### What this task involves:
Rewrite everything from the line containing "plastic chair in" down to the line containing "[(488, 500)]", swapping "Practice step" for "Drill" and leaving all else as it stands.

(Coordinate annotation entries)
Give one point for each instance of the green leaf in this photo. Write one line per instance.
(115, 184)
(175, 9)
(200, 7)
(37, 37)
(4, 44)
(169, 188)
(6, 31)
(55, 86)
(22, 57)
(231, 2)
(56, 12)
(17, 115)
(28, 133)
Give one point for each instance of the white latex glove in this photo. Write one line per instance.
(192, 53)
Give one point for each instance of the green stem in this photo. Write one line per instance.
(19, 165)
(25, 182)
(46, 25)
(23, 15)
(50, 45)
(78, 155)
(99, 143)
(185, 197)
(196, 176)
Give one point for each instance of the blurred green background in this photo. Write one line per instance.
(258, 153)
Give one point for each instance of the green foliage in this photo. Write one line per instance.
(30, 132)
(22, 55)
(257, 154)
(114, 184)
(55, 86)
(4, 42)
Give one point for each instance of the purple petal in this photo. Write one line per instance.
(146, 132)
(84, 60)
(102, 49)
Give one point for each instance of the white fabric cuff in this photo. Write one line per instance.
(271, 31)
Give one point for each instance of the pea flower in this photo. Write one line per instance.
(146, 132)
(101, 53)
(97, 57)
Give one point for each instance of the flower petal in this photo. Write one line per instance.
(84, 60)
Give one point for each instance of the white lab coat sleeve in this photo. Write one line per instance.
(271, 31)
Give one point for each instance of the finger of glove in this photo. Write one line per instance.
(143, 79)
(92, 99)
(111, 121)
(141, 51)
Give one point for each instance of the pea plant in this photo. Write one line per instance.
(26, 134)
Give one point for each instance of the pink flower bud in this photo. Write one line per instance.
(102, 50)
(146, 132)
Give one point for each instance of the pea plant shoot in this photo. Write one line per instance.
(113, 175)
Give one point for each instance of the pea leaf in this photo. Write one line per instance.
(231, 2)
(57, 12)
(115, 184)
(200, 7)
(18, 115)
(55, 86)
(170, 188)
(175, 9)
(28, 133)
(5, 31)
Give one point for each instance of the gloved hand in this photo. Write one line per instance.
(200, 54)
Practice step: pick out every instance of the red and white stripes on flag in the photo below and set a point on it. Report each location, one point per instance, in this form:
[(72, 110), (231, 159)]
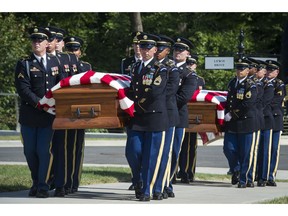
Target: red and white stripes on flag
[(121, 82), (118, 81), (219, 98)]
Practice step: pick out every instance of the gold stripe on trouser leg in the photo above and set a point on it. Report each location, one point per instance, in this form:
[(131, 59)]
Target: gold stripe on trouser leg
[(176, 167), (168, 167), (74, 157), (188, 153), (65, 155), (255, 155), (269, 153), (251, 155), (195, 156), (81, 162), (277, 158), (158, 162), (50, 161)]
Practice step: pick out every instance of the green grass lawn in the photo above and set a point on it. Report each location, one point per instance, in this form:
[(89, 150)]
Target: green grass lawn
[(17, 177)]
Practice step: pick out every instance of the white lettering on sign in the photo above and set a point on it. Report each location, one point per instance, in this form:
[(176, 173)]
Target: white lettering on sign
[(217, 63)]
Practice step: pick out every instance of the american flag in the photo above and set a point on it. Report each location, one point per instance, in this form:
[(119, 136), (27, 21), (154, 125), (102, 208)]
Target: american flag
[(121, 82), (219, 98)]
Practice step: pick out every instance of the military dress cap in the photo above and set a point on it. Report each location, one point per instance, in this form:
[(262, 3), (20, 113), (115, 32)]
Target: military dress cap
[(53, 30), (191, 60), (261, 64), (73, 42), (253, 62), (182, 44), (164, 42), (242, 64), (39, 33), (272, 65), (60, 34), (147, 40), (134, 36)]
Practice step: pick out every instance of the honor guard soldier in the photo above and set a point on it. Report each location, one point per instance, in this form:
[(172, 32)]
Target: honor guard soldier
[(126, 63), (73, 45), (273, 69), (69, 64), (188, 153), (34, 77), (186, 88), (240, 123), (164, 45), (145, 141), (263, 155), (76, 138)]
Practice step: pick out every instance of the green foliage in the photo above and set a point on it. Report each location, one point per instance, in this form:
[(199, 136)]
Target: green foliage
[(107, 39)]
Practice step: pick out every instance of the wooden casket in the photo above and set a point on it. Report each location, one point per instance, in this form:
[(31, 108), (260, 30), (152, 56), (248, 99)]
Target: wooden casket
[(203, 117), (88, 106)]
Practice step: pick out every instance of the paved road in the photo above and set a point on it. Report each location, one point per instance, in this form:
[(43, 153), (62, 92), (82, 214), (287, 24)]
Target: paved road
[(112, 152)]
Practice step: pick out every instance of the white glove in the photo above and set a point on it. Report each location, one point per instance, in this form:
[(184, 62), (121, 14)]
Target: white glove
[(227, 117)]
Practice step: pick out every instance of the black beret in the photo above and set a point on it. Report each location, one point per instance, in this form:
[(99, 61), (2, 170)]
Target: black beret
[(60, 34), (39, 33), (147, 40), (191, 60), (272, 65), (182, 44), (134, 36), (73, 42), (164, 42)]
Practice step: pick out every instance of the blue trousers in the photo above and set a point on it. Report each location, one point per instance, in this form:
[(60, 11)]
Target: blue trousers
[(275, 153), (176, 148), (37, 150), (165, 163), (264, 154)]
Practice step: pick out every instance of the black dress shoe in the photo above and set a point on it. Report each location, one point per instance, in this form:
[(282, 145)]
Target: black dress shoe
[(241, 185), (67, 190), (170, 194), (271, 183), (74, 190), (165, 195), (261, 183), (59, 192), (157, 196), (235, 178), (250, 184), (185, 180), (144, 198), (32, 191), (132, 187), (42, 194)]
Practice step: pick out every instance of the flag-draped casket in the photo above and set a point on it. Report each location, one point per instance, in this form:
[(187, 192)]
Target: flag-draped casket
[(98, 100)]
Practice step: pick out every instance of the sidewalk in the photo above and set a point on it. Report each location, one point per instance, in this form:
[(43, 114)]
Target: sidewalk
[(198, 192)]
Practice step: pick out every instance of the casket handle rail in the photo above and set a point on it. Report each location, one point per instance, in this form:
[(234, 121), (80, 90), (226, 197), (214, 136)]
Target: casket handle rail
[(86, 110)]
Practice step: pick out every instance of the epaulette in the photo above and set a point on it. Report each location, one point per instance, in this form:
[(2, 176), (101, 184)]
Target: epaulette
[(24, 58), (158, 64), (170, 63), (250, 83)]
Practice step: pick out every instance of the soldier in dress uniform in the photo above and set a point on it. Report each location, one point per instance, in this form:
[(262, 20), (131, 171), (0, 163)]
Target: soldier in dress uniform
[(34, 77), (240, 123), (164, 45), (187, 87), (145, 141), (188, 153), (69, 64), (76, 138), (260, 173), (126, 63), (273, 69)]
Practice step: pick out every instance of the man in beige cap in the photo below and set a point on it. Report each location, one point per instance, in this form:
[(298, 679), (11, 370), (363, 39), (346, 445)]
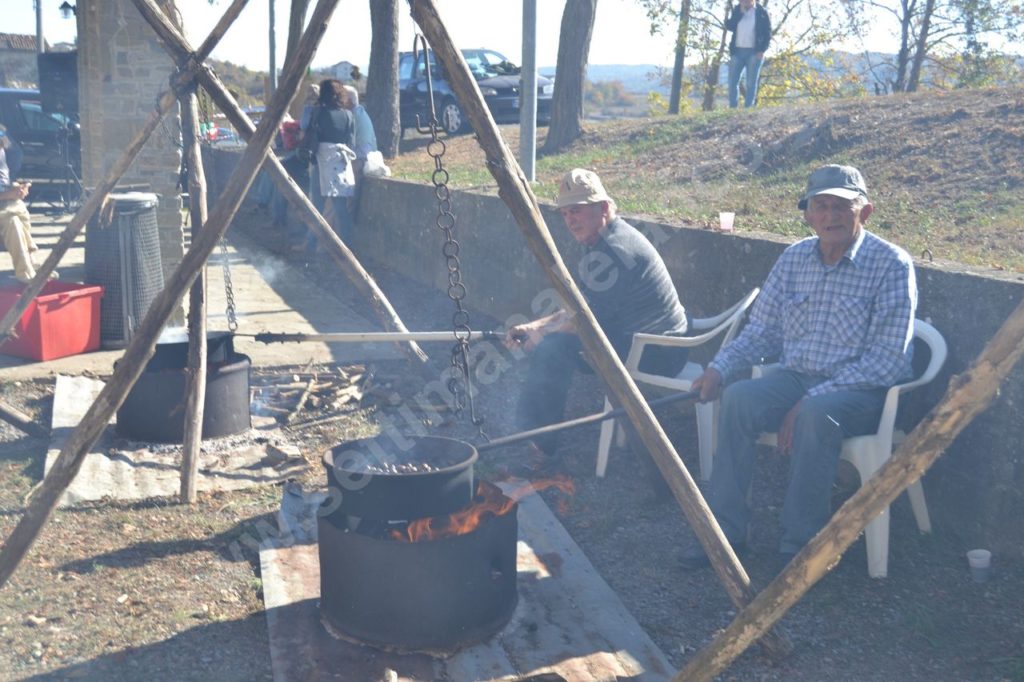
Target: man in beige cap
[(626, 285), (838, 311)]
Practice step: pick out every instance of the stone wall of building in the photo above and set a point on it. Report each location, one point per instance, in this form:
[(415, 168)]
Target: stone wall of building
[(122, 70)]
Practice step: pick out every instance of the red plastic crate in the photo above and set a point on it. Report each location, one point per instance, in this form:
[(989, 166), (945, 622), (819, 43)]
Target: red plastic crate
[(64, 320)]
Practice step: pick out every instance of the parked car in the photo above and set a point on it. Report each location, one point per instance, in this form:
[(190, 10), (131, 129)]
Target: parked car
[(499, 80), (48, 139)]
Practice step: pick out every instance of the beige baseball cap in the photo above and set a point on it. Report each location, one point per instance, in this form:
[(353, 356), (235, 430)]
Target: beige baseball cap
[(581, 186)]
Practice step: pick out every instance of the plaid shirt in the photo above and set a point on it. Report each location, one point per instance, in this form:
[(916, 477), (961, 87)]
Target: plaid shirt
[(851, 323)]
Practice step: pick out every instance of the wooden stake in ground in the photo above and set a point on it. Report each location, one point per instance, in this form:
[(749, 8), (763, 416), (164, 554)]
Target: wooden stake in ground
[(141, 346), (192, 439), (969, 394), (515, 190), (164, 103), (22, 421)]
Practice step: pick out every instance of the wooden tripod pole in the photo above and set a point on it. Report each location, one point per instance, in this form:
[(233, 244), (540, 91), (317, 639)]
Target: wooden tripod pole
[(180, 50), (192, 438), (969, 394), (515, 190), (141, 346), (98, 196)]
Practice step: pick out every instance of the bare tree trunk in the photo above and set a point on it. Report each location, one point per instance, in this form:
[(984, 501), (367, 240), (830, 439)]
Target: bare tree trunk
[(570, 75), (711, 82), (296, 19), (382, 79), (903, 56), (922, 47), (192, 434), (677, 68)]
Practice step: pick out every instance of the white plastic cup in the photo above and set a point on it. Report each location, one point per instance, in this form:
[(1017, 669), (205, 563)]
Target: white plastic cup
[(725, 220), (981, 564)]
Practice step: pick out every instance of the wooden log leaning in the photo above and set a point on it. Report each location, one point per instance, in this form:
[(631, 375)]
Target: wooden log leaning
[(515, 190), (141, 346), (192, 439), (180, 50), (968, 395), (164, 103)]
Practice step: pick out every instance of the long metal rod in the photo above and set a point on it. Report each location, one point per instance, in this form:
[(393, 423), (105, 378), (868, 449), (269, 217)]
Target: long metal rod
[(581, 421), (359, 337)]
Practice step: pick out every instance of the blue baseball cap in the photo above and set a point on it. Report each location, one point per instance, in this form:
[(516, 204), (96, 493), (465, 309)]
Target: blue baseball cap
[(845, 181)]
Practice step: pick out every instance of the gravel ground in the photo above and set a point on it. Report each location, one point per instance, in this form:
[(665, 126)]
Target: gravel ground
[(155, 590)]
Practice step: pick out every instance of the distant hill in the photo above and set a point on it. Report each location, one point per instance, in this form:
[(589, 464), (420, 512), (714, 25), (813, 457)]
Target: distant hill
[(639, 79)]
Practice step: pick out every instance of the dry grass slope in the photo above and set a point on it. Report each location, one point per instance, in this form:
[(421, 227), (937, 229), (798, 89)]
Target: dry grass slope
[(944, 169)]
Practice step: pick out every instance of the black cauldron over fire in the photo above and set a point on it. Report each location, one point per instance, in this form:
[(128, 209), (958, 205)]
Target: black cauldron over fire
[(414, 556)]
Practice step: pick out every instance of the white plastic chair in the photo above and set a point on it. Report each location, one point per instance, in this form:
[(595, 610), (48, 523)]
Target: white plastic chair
[(727, 323), (868, 453)]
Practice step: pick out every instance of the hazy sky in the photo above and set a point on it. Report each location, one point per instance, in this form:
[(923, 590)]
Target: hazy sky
[(622, 34)]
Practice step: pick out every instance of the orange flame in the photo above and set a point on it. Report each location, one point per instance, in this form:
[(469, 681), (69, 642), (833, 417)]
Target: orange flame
[(488, 500)]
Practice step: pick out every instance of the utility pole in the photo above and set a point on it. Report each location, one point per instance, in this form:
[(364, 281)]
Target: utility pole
[(273, 52), (39, 27), (527, 113)]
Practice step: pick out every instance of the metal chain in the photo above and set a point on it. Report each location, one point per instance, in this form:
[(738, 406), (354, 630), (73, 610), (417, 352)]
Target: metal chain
[(232, 321), (460, 383)]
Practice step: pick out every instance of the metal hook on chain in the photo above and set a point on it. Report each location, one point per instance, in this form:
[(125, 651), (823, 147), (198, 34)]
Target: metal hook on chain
[(461, 394), (232, 320), (431, 127)]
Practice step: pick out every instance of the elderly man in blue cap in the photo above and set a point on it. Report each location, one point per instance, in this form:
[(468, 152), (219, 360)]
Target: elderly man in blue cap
[(838, 310)]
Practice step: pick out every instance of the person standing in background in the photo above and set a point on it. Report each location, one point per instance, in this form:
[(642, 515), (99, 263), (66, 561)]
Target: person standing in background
[(15, 223), (751, 29), (332, 127), (364, 140)]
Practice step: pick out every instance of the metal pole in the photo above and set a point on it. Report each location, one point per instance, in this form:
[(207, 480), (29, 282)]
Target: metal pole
[(273, 51), (580, 421), (364, 337), (39, 27), (527, 115)]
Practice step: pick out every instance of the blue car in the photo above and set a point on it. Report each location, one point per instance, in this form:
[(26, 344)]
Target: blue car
[(50, 141), (499, 80)]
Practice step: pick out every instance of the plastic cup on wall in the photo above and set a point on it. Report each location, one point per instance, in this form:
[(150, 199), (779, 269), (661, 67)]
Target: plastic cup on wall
[(725, 220), (981, 564)]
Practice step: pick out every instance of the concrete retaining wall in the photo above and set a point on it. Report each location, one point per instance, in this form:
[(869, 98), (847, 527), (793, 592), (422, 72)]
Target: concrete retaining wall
[(974, 491)]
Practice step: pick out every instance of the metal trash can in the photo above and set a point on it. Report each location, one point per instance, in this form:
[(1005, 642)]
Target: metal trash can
[(122, 254)]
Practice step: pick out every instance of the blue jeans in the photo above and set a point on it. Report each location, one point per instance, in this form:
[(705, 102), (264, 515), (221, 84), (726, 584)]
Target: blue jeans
[(745, 58), (757, 406), (343, 219), (550, 374)]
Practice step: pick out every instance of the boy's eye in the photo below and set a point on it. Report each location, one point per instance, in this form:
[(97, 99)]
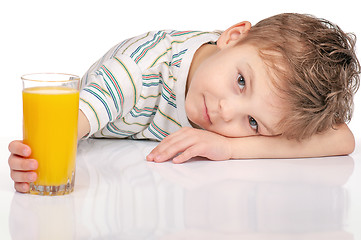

### Expected answer:
Drill: pick out every instance of the white plastic chair in the photo above and set a point on it. Report each location, one point per instance, in this form:
[(595, 610), (48, 523)]
Target: white plastic chair
[(727, 323), (868, 453)]
Drill: pick out every instance of the hazy sky in the photo above and set a point on it. Report each location, one point per instance, in this form:
[(923, 590)]
Target: hazy sky
[(622, 34)]
Drill: pick out every instance of the orange flame in the photo above and set a point on it. Report each location, one point per instance, in this form:
[(469, 681), (69, 642), (833, 417)]
Target: orange flame
[(488, 500)]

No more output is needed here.